[Consigne A] Relevez, dans le texte fourni, toutes les dimensions du conflit que les voix croisées de l'ouvrage permettent de couvrir.
══ Texte fourni ══
David Khalfa, Israël-Palestine, année zéro. Ed. Le Bord de l’eau, 18/10/2024. 316 pages. 16 €
Le livre Israël-Palestine, année zéro est un ouvrage collectif dirigé par David Khalfa, codirecteur de l’Observatoire du Maghreb et du Moyen-Orient à la Fondation Jean-Jaurès. Il réunit les contributions de chercheurs, diplomates, intellectuels et militants israéliens, palestiniens et français. Le livre se veut un espace rare de dialogue et de confrontation d’analyses, alors que le débat public est saturé par les postures binaires et les discours partisans. C’est un document réactif et réflexif collectif où prennent la parole des Israéliens et des Palestiniens aux côtés d’experts et de diplomates. Huit auteurs principaux, dont quatre Israéliens (l’historien et ancien Ambassadeur d’Israël à Paris Élie Barnavi, l’éditorialiste Éva Illouz) et quatre Palestiniens (Ghaith al-Omari ou Ahmed Fouad Alkhatib). L’auteur rassemble des contributions très diverses dans un climat de polarisation : chercheurs, activistes, diplomates israéliens, palestiniens, universitaires français. Ces voix croisées permettent de couvrir plusieurs dimensions — militaire, diplomatique, politique, sociale — et de proposer autant de fenêtres différentes sur le conflit. L’ouvrage plaide pour un effort d’introspection mutuelle et une reconnaissance réciproque, condition d’un futur processus de paix. David Khalfa cherche à comprendre ce que cette date change dans les imaginaires, les traumatismes et le discours public en France, en Europe, au Proche-Orient et en Israël.
Une "année zéro" - Les ruines et la possibilité d’un nouveau départ
Il emprunte la métaphore au film de Rossellini « Allemagne, année zéro » (1947), évoquant les ruines et la possibilité d’un nouveau départ. Le 7 octobre 2023 est présenté par l’auteur comme une rupture majeure et historique, marquant une « année zéro ». Le livre esquisse des pistes autour de la solution à deux États et du rôle que pourraient jouer les voisins arabes et la communauté internationale. L’auteur essaye d’être tout en nuance pour se dégager de la complexité. Du coup, se dégage de l’ouvrage reléguant les simplifications hâtives. Tout au long des pages se dessine une grammaire explicative expliquant le pessimisme dominant qui domine, et pourquoi la paix paraît si lointaine et si difficile à atteindre. Le livre aborde les destructions, les fractures et les blocages, mais reste assez discret sur les propositions pratiques pour sortir du conflit au-delà des vœux de paix. La solution à deux États est évoquée plutôt d’un point de vue utopique au vu des réalités sur le terrain.
═══
══ Données sources ══
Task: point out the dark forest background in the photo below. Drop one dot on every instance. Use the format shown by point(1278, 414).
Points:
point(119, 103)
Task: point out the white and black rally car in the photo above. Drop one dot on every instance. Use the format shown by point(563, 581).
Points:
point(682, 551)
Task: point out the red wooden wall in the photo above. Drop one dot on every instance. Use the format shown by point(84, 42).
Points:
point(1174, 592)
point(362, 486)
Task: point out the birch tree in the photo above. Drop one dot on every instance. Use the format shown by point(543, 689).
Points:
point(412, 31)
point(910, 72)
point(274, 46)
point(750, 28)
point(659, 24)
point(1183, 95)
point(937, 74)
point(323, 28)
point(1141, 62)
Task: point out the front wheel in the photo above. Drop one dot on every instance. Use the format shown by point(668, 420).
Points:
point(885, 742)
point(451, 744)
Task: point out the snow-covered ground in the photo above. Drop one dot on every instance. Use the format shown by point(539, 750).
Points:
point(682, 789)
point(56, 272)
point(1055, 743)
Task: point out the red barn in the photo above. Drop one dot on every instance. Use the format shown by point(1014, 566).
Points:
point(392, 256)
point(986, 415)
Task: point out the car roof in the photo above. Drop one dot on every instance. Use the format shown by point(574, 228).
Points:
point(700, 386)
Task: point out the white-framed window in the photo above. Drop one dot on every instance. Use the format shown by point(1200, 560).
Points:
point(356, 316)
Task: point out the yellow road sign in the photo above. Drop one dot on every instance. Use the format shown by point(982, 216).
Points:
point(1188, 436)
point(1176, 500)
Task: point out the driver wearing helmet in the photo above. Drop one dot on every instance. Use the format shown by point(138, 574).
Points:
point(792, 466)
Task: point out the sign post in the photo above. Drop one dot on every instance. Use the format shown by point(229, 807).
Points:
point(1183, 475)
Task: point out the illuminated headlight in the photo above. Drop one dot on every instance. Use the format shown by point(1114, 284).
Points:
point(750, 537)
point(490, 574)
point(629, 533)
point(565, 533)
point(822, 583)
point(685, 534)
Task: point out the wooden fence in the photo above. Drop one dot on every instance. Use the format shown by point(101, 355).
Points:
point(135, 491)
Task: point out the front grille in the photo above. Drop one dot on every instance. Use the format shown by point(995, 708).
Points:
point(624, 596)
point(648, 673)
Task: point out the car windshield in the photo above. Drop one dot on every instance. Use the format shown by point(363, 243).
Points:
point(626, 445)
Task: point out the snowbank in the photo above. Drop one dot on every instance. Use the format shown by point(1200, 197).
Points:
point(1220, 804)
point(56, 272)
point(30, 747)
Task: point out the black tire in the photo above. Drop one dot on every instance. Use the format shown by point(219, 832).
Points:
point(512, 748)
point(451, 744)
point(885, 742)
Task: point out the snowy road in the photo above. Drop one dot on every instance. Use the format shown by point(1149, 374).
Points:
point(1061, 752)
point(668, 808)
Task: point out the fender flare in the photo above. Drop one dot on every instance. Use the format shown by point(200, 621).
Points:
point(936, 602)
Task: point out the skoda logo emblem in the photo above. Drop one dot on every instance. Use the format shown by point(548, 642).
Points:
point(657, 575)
═══
[Consigne B] Recopiez à l'identique les lignes des rangées, depuis la ligne contenant « Task: point out the skoda » jusqu'à la fin des rangées, ces deux bornes comprises.

[Réponse rédigée A] Militaire, diplomatique, politique et sociale.

[Réponse rédigée B]
Task: point out the skoda logo emblem in the photo above. Drop one dot on every instance. Use the format shown by point(548, 642).
Points:
point(657, 575)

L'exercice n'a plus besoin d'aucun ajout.